• [原文抜粋]:
気づけば2018年も終わりが見えてきてます。人生の体感スピードは加速度的にはやくなっていくなんて話は色んな人が言うけれど、どうやらこれは単なる俺老けちゃったよ自慢というわけではなさそうだぞ、と。で思うんですけど、これって一年間の出来事として思い出せることが年々減っていることを逆説的に証明しているのではないでしょうか。思い出して欲しいんですけど、本当は思い出はもっとあるはずなんですよ。

でも、僕らの意志とは無関係にどんどん生活は続いていき、当然似たような日々が続くことも多いから忘れてしまうこともある。音楽を非可逆圧縮したように、毎日見ていたはずの夕景がいつもよりちょっと綺麗にみえるとか、そんな些細なことは思い出せなくなる。

誰かが言っていたように、これに対抗できるほぼ唯一の手段は、日記やブログで記録しておくことなんです。で、いつか自分が振り返ったとき、ああ、この時も自分はかっこいい音楽聴いていたんだな、って思えるようにしたくて、レビューを書くに至ったわけです。

一発目誰について書くか悩みましたよ、でも、お金かけた金額、ハマリ具合、2018年のブレイク具合、そして時代を問わずかっこいいと思えるか、それらを考慮したら、彼ら以外にいないでしょう。tetoです。

 

 

僕らはtetoに恋をしている

おそらくこのブログを見に来ている皆さんは、純粋に音楽が好きで、tetoが好きで、って人ばかりでしょう。読んでくれてどうもありがとう。

2018年、tetoの勢いは本当に凄まじかった。ついに見つかってしまったか、という感じ。初のフルアルバムのリリース、22ヶ所(うち10ヶ所ワンマン)をめぐる全国ツアー、ロッキンやCDJなどフェスにもひっぱりだこだった。僕も仙台とファイナルの恵比寿公演に足を運ぶことができた。

• [やること]:
1. 抜粋の内容を2文でまとめてください。
2. 抜粋によると、2018年のtetoの全国ツアーは何ヶ所をめぐったか。
3. 抜粋のうち、「でも、僕らの意志とは無関係に」を含む言葉で始まり「ないでしょう。tetoです。」で終わる部分を、一字も変えずに書き写すこと。
記録は、抜粋とは別の出典から集めたものである。

• [記録一覧]:
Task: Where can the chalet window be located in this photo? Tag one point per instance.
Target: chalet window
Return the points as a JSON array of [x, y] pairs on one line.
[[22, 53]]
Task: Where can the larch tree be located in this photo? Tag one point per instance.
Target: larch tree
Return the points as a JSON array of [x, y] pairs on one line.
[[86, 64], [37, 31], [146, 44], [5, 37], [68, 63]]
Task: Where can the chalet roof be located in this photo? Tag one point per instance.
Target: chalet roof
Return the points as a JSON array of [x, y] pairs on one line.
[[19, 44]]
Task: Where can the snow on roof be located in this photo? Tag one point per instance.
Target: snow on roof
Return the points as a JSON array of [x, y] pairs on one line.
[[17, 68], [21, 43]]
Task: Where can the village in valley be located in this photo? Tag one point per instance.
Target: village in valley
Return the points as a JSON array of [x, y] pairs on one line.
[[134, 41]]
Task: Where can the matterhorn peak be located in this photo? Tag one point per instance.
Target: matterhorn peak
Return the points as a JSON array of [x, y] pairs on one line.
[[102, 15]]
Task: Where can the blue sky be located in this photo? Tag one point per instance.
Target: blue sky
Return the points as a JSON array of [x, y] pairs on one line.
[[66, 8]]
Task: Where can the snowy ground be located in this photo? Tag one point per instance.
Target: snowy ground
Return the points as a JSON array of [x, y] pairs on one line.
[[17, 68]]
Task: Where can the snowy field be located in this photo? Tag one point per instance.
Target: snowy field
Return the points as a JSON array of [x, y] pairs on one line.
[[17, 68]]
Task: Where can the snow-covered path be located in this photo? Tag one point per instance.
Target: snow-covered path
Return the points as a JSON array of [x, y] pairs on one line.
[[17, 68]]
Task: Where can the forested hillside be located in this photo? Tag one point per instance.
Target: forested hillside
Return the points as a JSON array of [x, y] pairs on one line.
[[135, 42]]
* * *
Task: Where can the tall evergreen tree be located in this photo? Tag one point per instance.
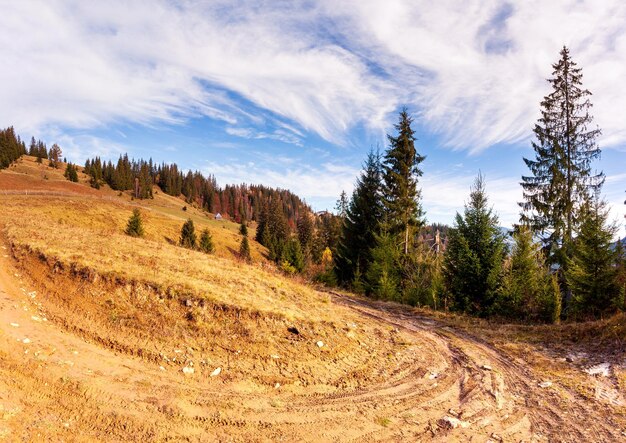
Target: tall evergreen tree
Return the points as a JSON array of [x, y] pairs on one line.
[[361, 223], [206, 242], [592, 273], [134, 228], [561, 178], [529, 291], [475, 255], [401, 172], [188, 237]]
---
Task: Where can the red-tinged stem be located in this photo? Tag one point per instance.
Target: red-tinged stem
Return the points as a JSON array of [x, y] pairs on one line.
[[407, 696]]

• [解答例]:
1. 筆者は、一年の出来事として思い出せることが年々減り、些細なことは忘れてしまうので、日記やブログで記録しておくことがほぼ唯一の対抗手段だと考え、レビューを書くに至った。最初に取り上げるのは、2018年に初のフルアルバムのリリースや全国ツアー、フェス出演などで勢いが凄まじかったtetoである。

2. 22ヶ所(うち10ヶ所がワンマン)。

3.
でも、僕らの意志とは無関係にどんどん生活は続いていき、当然似たような日々が続くことも多いから忘れてしまうこともある。音楽を非可逆圧縮したように、毎日見ていたはずの夕景がいつもよりちょっと綺麗にみえるとか、そんな些細なことは思い出せなくなる。

誰かが言っていたように、これに対抗できるほぼ唯一の手段は、日記やブログで記録しておくことなんです。で、いつか自分が振り返ったとき、ああ、この時も自分はかっこいい音楽聴いていたんだな、って思えるようにしたくて、レビューを書くに至ったわけです。

一発目誰について書くか悩みましたよ、でも、お金かけた金額、ハマリ具合、2018年のブレイク具合、そして時代を問わずかっこいいと思えるか、それらを考慮したら、彼ら以外にいないでしょう。tetoです。